## [PROBLEM TO WORK ON]
Return every one of the lines below, word for word and in the same order.

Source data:
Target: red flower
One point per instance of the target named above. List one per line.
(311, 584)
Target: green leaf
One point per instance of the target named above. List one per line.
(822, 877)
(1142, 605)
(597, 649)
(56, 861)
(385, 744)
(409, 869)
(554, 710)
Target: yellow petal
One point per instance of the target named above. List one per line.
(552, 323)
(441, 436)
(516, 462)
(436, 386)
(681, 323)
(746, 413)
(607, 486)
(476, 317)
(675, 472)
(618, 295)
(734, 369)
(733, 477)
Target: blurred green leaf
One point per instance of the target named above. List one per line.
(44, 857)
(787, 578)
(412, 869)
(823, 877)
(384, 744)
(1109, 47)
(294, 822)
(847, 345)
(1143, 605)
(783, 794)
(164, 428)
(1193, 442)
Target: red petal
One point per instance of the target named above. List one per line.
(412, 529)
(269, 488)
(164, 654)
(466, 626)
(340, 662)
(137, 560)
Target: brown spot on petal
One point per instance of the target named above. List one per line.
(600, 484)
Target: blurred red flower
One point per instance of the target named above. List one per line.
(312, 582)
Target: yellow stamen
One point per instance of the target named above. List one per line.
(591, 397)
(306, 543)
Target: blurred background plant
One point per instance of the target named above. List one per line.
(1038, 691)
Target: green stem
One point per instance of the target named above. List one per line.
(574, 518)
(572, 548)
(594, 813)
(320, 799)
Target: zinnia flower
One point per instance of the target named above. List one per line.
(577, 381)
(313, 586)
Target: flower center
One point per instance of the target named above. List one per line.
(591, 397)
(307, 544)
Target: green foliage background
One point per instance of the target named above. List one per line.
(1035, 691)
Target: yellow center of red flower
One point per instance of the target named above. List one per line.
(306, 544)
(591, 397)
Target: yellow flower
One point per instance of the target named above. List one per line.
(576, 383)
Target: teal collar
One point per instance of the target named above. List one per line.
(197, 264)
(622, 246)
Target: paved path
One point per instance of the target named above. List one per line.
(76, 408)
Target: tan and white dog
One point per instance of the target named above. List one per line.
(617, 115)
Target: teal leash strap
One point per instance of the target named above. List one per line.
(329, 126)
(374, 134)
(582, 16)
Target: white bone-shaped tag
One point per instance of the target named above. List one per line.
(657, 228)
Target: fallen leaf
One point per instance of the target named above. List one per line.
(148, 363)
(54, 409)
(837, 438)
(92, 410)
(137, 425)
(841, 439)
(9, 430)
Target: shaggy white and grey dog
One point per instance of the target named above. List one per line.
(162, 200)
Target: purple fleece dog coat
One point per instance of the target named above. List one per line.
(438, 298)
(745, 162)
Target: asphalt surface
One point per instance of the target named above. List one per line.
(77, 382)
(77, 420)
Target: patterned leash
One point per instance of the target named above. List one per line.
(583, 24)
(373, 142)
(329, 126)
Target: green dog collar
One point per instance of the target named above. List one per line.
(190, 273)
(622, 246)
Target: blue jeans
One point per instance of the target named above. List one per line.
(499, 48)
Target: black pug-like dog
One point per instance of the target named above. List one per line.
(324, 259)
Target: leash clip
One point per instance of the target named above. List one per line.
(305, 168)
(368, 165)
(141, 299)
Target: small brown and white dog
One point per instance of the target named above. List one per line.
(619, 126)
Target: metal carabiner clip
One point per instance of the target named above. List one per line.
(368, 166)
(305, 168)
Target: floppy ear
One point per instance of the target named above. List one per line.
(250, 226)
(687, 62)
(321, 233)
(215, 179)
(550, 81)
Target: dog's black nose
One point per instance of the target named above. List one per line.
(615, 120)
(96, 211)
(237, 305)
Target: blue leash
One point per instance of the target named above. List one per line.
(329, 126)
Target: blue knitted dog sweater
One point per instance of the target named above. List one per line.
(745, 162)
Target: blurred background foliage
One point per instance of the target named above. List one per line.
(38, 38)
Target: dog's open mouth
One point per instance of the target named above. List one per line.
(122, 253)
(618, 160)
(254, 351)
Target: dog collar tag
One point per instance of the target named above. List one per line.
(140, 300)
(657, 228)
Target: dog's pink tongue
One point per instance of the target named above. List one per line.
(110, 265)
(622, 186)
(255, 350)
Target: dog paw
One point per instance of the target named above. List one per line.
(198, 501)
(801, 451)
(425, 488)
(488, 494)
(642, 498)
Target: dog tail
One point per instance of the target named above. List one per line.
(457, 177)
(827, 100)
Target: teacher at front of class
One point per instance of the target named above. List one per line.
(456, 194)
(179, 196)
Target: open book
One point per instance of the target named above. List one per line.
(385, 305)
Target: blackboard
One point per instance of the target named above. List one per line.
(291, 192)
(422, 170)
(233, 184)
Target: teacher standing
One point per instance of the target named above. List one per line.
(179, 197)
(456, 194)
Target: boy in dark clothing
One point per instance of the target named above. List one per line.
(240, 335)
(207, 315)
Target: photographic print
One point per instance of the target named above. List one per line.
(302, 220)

## [WRITTEN RESPONSE]
Target: red flower
One point per instance of the target named above. List one per line.
(311, 584)
Target: green leaf
One point per instance of the target named above. List one per line.
(822, 877)
(1142, 605)
(597, 649)
(56, 861)
(385, 744)
(409, 869)
(554, 710)
Target: yellow petal
One point per instance of the target named above. List one per line.
(552, 323)
(441, 436)
(516, 462)
(436, 386)
(681, 323)
(746, 413)
(607, 486)
(476, 317)
(675, 472)
(618, 295)
(734, 369)
(733, 477)
Target: blurred green leaf
One point per instance of the target named above. List one per line.
(44, 857)
(787, 578)
(412, 869)
(823, 877)
(384, 744)
(1109, 47)
(294, 822)
(847, 345)
(1143, 605)
(783, 794)
(164, 428)
(1193, 442)
Target: red petal
One point per instance of the target named above. List one per line.
(412, 529)
(269, 488)
(164, 654)
(466, 626)
(340, 662)
(137, 560)
Target: brown spot on petal
One point per instance of the target named above. List one per line.
(600, 484)
Target: blurred red flower
One point per instance of the target named above. List one per line.
(312, 582)
Target: yellow stamen
One point per instance of the target named above. List one per line.
(591, 397)
(306, 543)
Target: blurred background plant
One point per instance of the target named above. List one per line.
(1038, 691)
Target: green stem
One point per instance of the target named above. List one per line.
(574, 518)
(572, 548)
(594, 813)
(320, 799)
Target: zinnia flower
One point per instance of the target named above. List one per line.
(577, 381)
(313, 586)
Target: flower center
One point per instance of the target named above. List one per line.
(591, 397)
(307, 544)
Target: green foliage background
One point per instance of the target named above. List one per line.
(1035, 691)
Target: yellow center of red flower
One point per instance of the target named above. List one per line.
(306, 544)
(591, 397)
Target: yellow flower
One point per instance of the target named above. List one per line.
(576, 383)
Target: teal collar
One point per instance of the target named above. List one per line.
(197, 264)
(622, 246)
Target: paved path
One point per instance of the target named above. List one per line.
(76, 408)
Target: tan and white dog
One point per instance of the target named above. List one per line.
(617, 115)
Target: teal leash strap
One point per instance of the target named above. List one per line.
(329, 126)
(374, 134)
(582, 16)
Target: white bone-shaped tag
One point per instance of the target named above. List one per line.
(657, 228)
Target: fallen leaf
One point per instance of the target named above. List one per line.
(148, 363)
(54, 409)
(837, 438)
(92, 410)
(137, 425)
(841, 439)
(9, 430)
Target: shaggy white and grey dog
One point per instance of the target named above. List one per line.
(162, 200)
Target: purple fleece dog coat
One point per instance of the target named above. List one per line.
(438, 298)
(745, 162)
Target: asphalt surface
One point per instance of the target named above. List one per line.
(77, 382)
(77, 420)
Target: patterned leash
One point per instance of the target named above. List one per line.
(583, 24)
(373, 142)
(329, 126)
Target: green dog collar
One point per instance of the target named above. List one per line.
(190, 273)
(622, 246)
Target: blue jeans
One point per instance of the target named above. List one per line.
(499, 48)
Target: black pug-like dog
One point per instance of the target named above. List one per line.
(324, 259)
Target: leash clip
One point per instance of the target named above. List one per line.
(305, 168)
(368, 165)
(141, 299)
Target: small brown and white dog
One point per instance of the target named above. List one per line.
(619, 126)
Target: metal carabiner clip
One point per instance of the target named above. List one per line.
(368, 166)
(305, 168)
Target: floppy ear
One point per instance of the target named above. List one per line.
(250, 226)
(687, 62)
(321, 233)
(215, 179)
(550, 81)
Target: dog's black nose
One point per instance of the target named above. List one per line.
(615, 120)
(96, 211)
(237, 305)
Target: blue leash
One point per instance of the target named above. List one per line.
(329, 126)
Target: blue knitted dog sweater
One point per instance of the target named above. List one per line.
(745, 162)
Target: blurred background foliage
One point per instance of the target named above. List one per line.
(38, 38)
Target: dog's open mouth
One point per instance of the target named above. List one per line.
(122, 253)
(618, 160)
(254, 351)
Target: dog collar tag
One point per instance of the target named above. List one per line.
(140, 300)
(657, 228)
Target: dog's pink tongue
One point per instance of the target named above. List one per line.
(110, 265)
(622, 186)
(255, 350)
Target: dog paw
One point per instance of the target named above. List one per line.
(198, 501)
(801, 451)
(425, 488)
(488, 494)
(642, 498)
Target: dog tail
One point per instance of the target named above. List one per line.
(457, 177)
(827, 100)
Target: teacher at front of class
One point per instance of the target named above. List one per line.
(456, 194)
(179, 196)
Target: open book
One point per instance of the target named above. List one per line.
(385, 305)
Target: blackboard
One point per instance of the target named above. List one per line.
(291, 192)
(422, 170)
(233, 184)
Target: teacher standing
One point per instance of the target named above. List one per line.
(179, 197)
(456, 194)
Target: boy in dark clothing
One point per instance of the target named above. List one per line.
(240, 335)
(207, 315)
Target: photographic print
One point per instance of the target named above. List one per line.
(302, 220)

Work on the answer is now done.